*** Opening Records to process ***

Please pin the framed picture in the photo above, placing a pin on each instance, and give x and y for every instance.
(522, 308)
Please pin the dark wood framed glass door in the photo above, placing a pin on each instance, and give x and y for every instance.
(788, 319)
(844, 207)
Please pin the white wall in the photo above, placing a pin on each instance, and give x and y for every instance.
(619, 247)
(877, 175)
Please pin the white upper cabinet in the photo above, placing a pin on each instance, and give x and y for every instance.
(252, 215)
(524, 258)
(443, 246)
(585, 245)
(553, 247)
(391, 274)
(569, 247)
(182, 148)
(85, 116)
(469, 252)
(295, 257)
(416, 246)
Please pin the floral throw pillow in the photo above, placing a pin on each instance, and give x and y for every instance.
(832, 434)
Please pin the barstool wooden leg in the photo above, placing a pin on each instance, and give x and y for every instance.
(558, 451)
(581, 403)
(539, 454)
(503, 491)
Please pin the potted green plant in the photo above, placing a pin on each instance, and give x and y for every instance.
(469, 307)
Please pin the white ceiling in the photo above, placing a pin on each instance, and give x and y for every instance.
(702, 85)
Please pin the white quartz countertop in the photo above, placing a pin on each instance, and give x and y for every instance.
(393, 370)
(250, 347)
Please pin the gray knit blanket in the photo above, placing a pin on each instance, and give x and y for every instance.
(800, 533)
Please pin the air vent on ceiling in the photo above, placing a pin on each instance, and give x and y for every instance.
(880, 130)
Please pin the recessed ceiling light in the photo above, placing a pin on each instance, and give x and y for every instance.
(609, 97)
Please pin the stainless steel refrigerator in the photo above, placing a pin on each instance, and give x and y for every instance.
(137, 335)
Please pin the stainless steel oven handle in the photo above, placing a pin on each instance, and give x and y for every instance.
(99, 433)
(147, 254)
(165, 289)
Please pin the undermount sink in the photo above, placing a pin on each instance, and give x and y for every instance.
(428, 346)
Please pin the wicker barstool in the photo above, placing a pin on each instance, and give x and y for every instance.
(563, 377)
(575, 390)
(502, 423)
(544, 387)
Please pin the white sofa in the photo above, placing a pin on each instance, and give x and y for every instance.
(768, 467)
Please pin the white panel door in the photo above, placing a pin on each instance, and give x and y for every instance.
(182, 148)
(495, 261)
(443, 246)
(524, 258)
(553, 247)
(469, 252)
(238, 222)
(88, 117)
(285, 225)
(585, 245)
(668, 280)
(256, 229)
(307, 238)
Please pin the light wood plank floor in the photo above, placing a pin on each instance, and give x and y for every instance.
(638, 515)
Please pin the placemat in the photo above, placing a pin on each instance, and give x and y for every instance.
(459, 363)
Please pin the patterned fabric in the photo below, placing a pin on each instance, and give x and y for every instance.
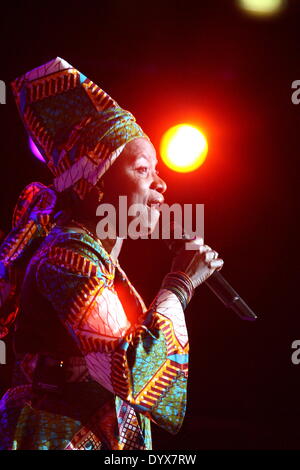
(78, 128)
(142, 362)
(32, 221)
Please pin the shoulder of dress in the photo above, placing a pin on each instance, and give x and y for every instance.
(77, 252)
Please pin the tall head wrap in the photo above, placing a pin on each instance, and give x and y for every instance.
(80, 131)
(78, 128)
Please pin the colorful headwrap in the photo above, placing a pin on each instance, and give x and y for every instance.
(78, 128)
(80, 131)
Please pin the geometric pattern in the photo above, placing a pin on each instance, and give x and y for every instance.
(143, 362)
(78, 128)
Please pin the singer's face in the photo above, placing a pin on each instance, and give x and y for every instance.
(134, 175)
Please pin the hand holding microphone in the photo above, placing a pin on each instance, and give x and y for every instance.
(197, 261)
(201, 265)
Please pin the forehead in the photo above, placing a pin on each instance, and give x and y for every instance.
(139, 148)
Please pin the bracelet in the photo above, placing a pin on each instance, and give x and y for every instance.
(181, 285)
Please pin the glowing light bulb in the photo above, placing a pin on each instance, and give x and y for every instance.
(183, 148)
(262, 7)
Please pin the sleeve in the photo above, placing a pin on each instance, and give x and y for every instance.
(145, 364)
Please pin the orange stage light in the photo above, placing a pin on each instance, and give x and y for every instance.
(183, 148)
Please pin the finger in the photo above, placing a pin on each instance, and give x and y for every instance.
(209, 256)
(216, 264)
(204, 249)
(194, 244)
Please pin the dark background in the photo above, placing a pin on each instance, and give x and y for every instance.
(208, 64)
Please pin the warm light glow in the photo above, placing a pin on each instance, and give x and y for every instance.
(35, 150)
(262, 7)
(183, 148)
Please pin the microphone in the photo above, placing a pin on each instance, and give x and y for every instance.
(217, 284)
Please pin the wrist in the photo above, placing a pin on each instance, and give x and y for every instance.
(181, 285)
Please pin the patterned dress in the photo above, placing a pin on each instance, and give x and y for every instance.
(96, 366)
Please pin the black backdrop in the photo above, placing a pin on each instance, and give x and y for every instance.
(206, 63)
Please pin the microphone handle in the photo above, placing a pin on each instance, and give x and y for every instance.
(229, 297)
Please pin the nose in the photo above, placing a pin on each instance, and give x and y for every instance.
(158, 184)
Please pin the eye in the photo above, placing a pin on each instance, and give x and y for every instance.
(143, 170)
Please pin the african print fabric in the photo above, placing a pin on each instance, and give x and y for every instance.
(140, 359)
(78, 128)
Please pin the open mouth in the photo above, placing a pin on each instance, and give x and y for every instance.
(155, 204)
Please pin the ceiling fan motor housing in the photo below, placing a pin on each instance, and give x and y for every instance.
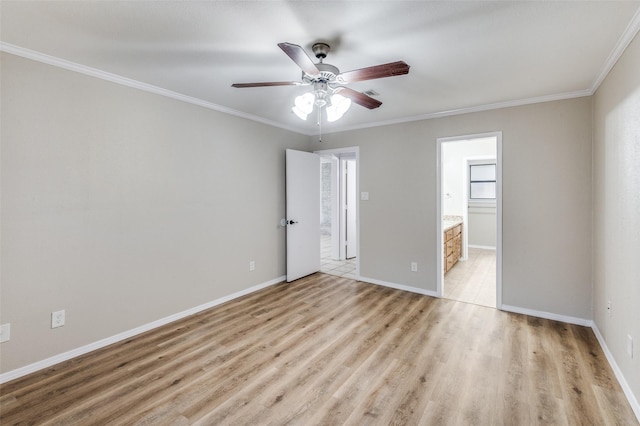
(320, 50)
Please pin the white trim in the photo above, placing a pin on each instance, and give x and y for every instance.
(547, 315)
(482, 247)
(467, 110)
(118, 79)
(623, 42)
(398, 286)
(65, 356)
(635, 406)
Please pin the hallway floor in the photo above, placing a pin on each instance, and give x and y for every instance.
(473, 280)
(339, 268)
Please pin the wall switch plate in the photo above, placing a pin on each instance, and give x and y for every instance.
(57, 319)
(5, 332)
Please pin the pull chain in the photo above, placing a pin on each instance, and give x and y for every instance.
(320, 124)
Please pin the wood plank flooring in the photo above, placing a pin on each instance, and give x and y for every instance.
(473, 280)
(326, 350)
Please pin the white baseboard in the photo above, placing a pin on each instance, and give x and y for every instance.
(398, 286)
(633, 401)
(45, 363)
(547, 315)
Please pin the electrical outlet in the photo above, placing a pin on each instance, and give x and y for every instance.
(5, 332)
(57, 319)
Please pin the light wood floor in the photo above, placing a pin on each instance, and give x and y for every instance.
(473, 280)
(329, 350)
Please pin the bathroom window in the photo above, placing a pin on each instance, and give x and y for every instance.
(482, 182)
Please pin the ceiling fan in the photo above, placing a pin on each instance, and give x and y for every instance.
(328, 82)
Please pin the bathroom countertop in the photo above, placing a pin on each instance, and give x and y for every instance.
(449, 222)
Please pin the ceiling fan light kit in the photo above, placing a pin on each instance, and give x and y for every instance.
(329, 92)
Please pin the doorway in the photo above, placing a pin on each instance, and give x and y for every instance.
(469, 212)
(339, 212)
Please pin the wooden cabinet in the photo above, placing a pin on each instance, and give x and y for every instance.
(452, 246)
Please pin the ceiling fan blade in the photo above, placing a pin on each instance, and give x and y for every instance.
(378, 71)
(300, 57)
(267, 84)
(359, 98)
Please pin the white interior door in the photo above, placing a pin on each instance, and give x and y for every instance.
(303, 213)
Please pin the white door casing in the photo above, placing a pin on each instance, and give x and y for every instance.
(350, 207)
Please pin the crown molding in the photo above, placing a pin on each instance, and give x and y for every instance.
(467, 110)
(623, 42)
(118, 79)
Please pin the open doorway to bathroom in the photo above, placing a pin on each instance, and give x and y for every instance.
(339, 212)
(469, 213)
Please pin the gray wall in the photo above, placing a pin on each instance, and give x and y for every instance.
(616, 161)
(123, 207)
(546, 216)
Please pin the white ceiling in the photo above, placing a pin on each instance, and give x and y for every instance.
(464, 55)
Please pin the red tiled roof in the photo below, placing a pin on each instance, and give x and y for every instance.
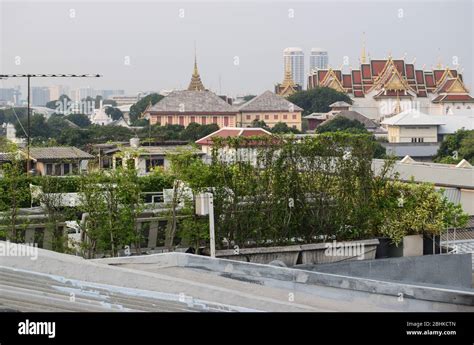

*** Closing Records to process ***

Activity:
Omit the pictures and set down the records exactly.

Problem solution:
Please pin the framed picture in the photo above, placing a pin on each instance, and give x and y for every instance.
(522, 308)
Please pin the dark wood framed glass door in the photo above, placing a pin on each instance, and give x and y for every instance.
(788, 319)
(844, 207)
Please pin the white wall in the photo above, placing a pin on each instance, and give x and y for every instance.
(619, 247)
(877, 175)
Please pin the white upper cabinet in the photo above, placing a pin on each instance, and give x and y for every instance.
(252, 215)
(524, 258)
(443, 246)
(585, 245)
(553, 247)
(391, 274)
(569, 247)
(182, 148)
(85, 116)
(469, 252)
(295, 257)
(416, 246)
Please pin the floral throw pillow in the photo above, placing a pin on each instance, and give x and y for every instance.
(832, 434)
Please pin the barstool wooden leg in the photo above, placing a pin on each instance, and give x and y for every instance.
(558, 451)
(581, 403)
(539, 454)
(503, 491)
Please pin the potted green plant in the photo above, placing a pin on each instance, and give x and y for every instance.
(469, 307)
Please pin the white ceiling in the photo above, placing a pin on each instance, and give x and y for every instance.
(702, 85)
Please pin the white quartz countertop in the photo above, placing a pin on each instance, and give x and y for every instance.
(393, 370)
(250, 347)
Please pin the gray knit blanket in the photo above, placing a pin on each instance, and give x and y for every instance.
(800, 533)
Please pin the air vent on ceiling in the photo above, placing a pin on each instance, and give x and y for every instance.
(880, 130)
Please pin the recessed ceiling light in the photo above, placing a pin on each instance, and give x and y for every instance.
(609, 97)
Please pin the stainless steel refrigerator in the photo above, placing a pin on each instance, and give x and y for every instance.
(137, 335)
Please pin the stainless steel oven handle in the photo above, placing a pin on each instance, and give x and y for every instance.
(99, 433)
(147, 254)
(165, 289)
Please pin the undermount sink in the photo above, placing a pin on each instance, and give x and y for every instance.
(428, 346)
Please pin the wicker barstool in the photo above, placing a pin on each instance, and give x and y for every instance.
(563, 377)
(575, 390)
(502, 423)
(544, 387)
Please pin the white sofa in the photo above, placing a pin on each instance, and give x and y for every instance.
(768, 467)
Please pin the white panel door in the photo above, placing a pin on each instance, and give x and y for every instance.
(182, 148)
(495, 261)
(443, 246)
(524, 258)
(553, 247)
(469, 252)
(238, 222)
(88, 117)
(285, 225)
(585, 245)
(668, 280)
(256, 229)
(307, 238)
Please pin the light wood plank floor in the photo above, placing a pin on each instance, and give x and y for every instance.
(638, 515)
Please pin the placemat in the photo above, placing a pin on each instance, and give x and y for every instance.
(459, 363)
Please pin the patterned fabric in the photo below, placing a pin on each instance, and give x and y for every instance.
(78, 128)
(142, 362)
(32, 221)
Please pin the shoulder of dress in the photo above, placing a pin on each instance, and give x and y for every instance.
(77, 252)
Please pin the tall head wrap in the photo above, placing a pin on each instance, and give x and y for every instance.
(80, 131)
(78, 128)
Please pin the colorful headwrap in the photo above, placing a pin on each instance, and give x and y for every instance.
(78, 128)
(80, 131)
Please pin the geometric pattern in the photo above, placing a pin on each instance, and give x and y for every instance.
(143, 362)
(78, 128)
Please pin the singer's face in the photo above, placing a pin on each instance, and give x and y for every instance.
(134, 175)
Please pin the hand holding microphone in the photo above, placing a pin on each instance, and give x and y for every instance.
(197, 261)
(201, 265)
Please pin the forehead in the photo above, placing a pin on each instance, and give x and y for every instance.
(139, 148)
Please pin the bracelet in the photo above, placing a pin on each instance, and give x and y for every instance.
(181, 285)
Please pin the glowing light bulb in the photo above, placing a pin on each instance, and give x and y for every instance.
(183, 148)
(262, 7)
Please pin the sleeve in the photo above, placing a pin on each instance, and give x and y for every instance.
(145, 364)
Please pin the orange stage light in the photo above, placing a pin on each instance, and give x and y for every instance.
(183, 148)
Please pin the finger in the photo above, placing a pin on each instance, and give x and y for every instance.
(209, 256)
(216, 264)
(204, 249)
(194, 244)
Please pin the dark background in the photo above, placing a pin on each instance, and give x and y for every instance.
(208, 64)
Please pin the warm light glow in the photo above, placing a pin on each instance, and give x and y for every instance.
(35, 150)
(262, 7)
(183, 148)
Please pin the microphone in the photo above, placing a pin on each instance, and give x and y for every instance.
(217, 284)
Please pin the wrist in the photo above, placing a pin on each instance, and give x and y for every instance.
(181, 285)
Please pin the patterned dress in the photo above, placing a pin on each instance, and give x and y for every instance.
(96, 366)
Please pin the black backdrop in the photo above, placing a pin on each instance, and give x and y for every instance.
(206, 63)
Please pin the microphone handle in the photo above, placing a pin on each instance, and give x and y for every instance.
(229, 297)
Please pin the nose in the photo above, placing a pin on each instance, and give x and y for every instance.
(158, 184)
Please pin the eye in the photo above, placing a pin on each instance, and give x and y for every instance.
(143, 170)
Please pin the african print fabric in the photo above, placing a pin on each instance, and give x and y for every instance.
(140, 359)
(78, 128)
Please pin the open mouth in the photo above, placing a pin on each instance, and give x and y for every instance.
(155, 204)
Please pin the ceiling fan motor housing in the photo below, placing a pin on each instance, and give x and y for every instance.
(320, 50)
Please pin the white trim in the photo above, placing a pin on each instance, and give x and y for every instance.
(547, 315)
(482, 247)
(467, 110)
(118, 79)
(623, 42)
(398, 286)
(65, 356)
(635, 406)
Please pin the hallway floor in the photo above, placing a pin on each instance, and give x and y for every instance.
(473, 280)
(339, 268)
Please pin the wall switch plate in the photo above, placing a pin on each instance, and give x and y for every instance.
(57, 319)
(5, 332)
Please pin the pull chain in the photo above, placing a pin on each instance, and give x and y for every instance.
(320, 124)
Please pin the wood plank flooring in the photo above, placing a pin on each instance, and give x and y for every instance.
(473, 280)
(326, 350)
Please pin the white baseboard in the photo above, placing a pin on each instance, and give x and y for every instance.
(398, 286)
(633, 401)
(45, 363)
(547, 315)
Please pin the electrical outlet in the photo above, placing a pin on each instance, and give x and y for every instance.
(5, 332)
(57, 319)
Please pin the light wood floor in the photo above, placing a pin on each instance, and give x and y for every instance.
(473, 280)
(329, 350)
Please pin the bathroom window in the photo above, placing a pin on each instance, and give x and y for every instance.
(482, 182)
Please pin the ceiling fan in the photo above, placing a pin on each instance, and give x and y for every instance.
(328, 82)
Please pin the bathroom countertop in the photo above, placing a pin on each instance, and give x and y for every instance.
(449, 222)
Please pin the ceiling fan light kit in the photo above, placing a pin on each instance, and give x and y for every instance.
(329, 92)
Please pin the doorway in the photo above, placing a pin on each instance, and give x and y for every instance.
(469, 212)
(339, 212)
Please pin the wooden cabinet in the photo above, placing a pin on each instance, and give x and y for every instance.
(452, 246)
Please pin the ceiling fan blade in the photo above, placing a pin on each instance, and give x and y for every instance.
(378, 71)
(300, 57)
(267, 84)
(359, 98)
Please pin the white interior door in the photo above, placing a pin on each instance, and give x and y for every instance.
(303, 213)
Please pin the white door casing in the photo above, placing a pin on each instance, and give x and y for every instance.
(350, 207)
Please pin the crown molding in the photo above, placing a pin on each instance, and give x and y for every instance.
(467, 110)
(623, 42)
(118, 79)
Please pin the open doorway to bathroom in the photo above, placing a pin on each instance, and give x and y for every instance.
(339, 212)
(469, 213)
Please pin the gray wall in the photo above, placing a pin on each instance, and give x and y for every instance.
(616, 161)
(123, 207)
(546, 216)
Please pin the white ceiling in the photo above, placing a pin on each instance, and give x and y for every instance.
(464, 55)
Please pin the red tiled roof in the photo below, placing a pin on each instance, and give x and y for every instance.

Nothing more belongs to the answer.